- [DATA SUPPLIED]:
● ● ● ● ●

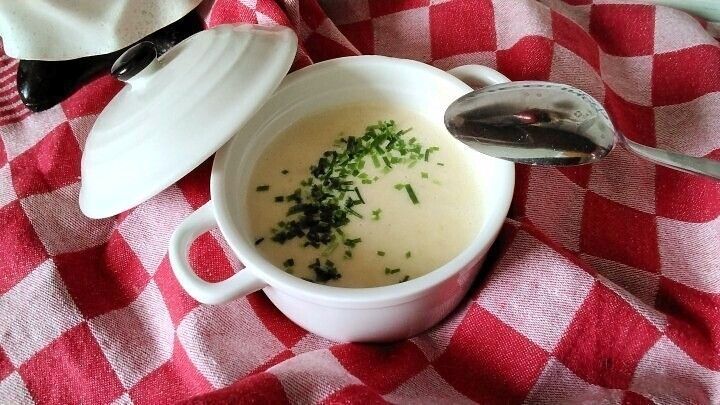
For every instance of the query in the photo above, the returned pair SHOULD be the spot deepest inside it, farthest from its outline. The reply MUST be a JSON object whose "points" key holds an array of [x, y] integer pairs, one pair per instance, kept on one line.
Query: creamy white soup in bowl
{"points": [[349, 204]]}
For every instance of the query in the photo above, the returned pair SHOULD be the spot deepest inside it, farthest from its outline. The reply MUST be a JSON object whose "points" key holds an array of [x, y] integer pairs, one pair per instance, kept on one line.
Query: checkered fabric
{"points": [[604, 285]]}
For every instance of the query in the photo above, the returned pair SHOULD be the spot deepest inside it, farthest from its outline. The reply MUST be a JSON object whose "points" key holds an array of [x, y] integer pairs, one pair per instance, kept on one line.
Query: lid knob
{"points": [[136, 59]]}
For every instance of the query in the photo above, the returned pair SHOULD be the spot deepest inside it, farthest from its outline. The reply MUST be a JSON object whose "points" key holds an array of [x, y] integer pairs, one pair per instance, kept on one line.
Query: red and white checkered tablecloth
{"points": [[603, 287]]}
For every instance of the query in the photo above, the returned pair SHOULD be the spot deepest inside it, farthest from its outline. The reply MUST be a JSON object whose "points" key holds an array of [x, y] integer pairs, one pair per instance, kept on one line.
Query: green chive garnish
{"points": [[411, 193]]}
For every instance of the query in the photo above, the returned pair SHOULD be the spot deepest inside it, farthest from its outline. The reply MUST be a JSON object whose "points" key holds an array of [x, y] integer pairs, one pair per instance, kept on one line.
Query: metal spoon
{"points": [[542, 123]]}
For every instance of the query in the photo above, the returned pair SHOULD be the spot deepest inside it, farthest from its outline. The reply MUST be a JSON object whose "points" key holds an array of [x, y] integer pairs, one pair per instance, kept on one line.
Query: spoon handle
{"points": [[684, 163]]}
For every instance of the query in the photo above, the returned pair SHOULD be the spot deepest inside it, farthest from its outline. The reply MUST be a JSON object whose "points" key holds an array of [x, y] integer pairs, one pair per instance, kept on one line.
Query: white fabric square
{"points": [[149, 226], [691, 127], [640, 283], [579, 14], [434, 342], [405, 34], [629, 77], [667, 375], [35, 312], [13, 390], [60, 224], [690, 253], [675, 30], [7, 190], [311, 342], [488, 59], [23, 135], [561, 217], [330, 30], [343, 12], [430, 386], [81, 128], [328, 377], [625, 179], [226, 342], [535, 20], [535, 290], [558, 385], [571, 69], [657, 318], [136, 339], [123, 399]]}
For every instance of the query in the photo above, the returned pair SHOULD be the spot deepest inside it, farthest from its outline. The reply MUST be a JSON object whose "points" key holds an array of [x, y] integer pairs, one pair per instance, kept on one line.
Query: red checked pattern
{"points": [[604, 285]]}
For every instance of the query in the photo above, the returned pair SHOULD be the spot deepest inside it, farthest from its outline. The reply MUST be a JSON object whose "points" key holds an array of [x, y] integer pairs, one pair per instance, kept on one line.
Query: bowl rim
{"points": [[344, 296]]}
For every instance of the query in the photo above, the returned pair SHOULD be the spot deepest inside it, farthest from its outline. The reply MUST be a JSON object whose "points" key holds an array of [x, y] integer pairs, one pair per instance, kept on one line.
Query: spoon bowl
{"points": [[543, 123]]}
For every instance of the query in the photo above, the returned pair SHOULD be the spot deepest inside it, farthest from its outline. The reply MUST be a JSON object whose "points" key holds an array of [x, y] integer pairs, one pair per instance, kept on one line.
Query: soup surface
{"points": [[363, 196]]}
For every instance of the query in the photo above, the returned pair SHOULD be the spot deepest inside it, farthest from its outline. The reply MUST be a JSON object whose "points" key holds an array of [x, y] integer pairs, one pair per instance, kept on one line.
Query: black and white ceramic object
{"points": [[43, 84]]}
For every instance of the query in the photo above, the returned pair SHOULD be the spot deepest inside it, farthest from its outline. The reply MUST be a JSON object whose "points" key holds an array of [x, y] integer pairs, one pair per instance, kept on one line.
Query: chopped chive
{"points": [[357, 191], [352, 242], [411, 193]]}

● ● ● ● ●

- [THE TASK]: Find each line in the items above that contains the word "white", and copy every such line.

- [THE ANSWER]:
Query: creamy white soup in bowl
Query: red and white checkered tablecloth
Query: white fabric square
Query: black and white ceramic object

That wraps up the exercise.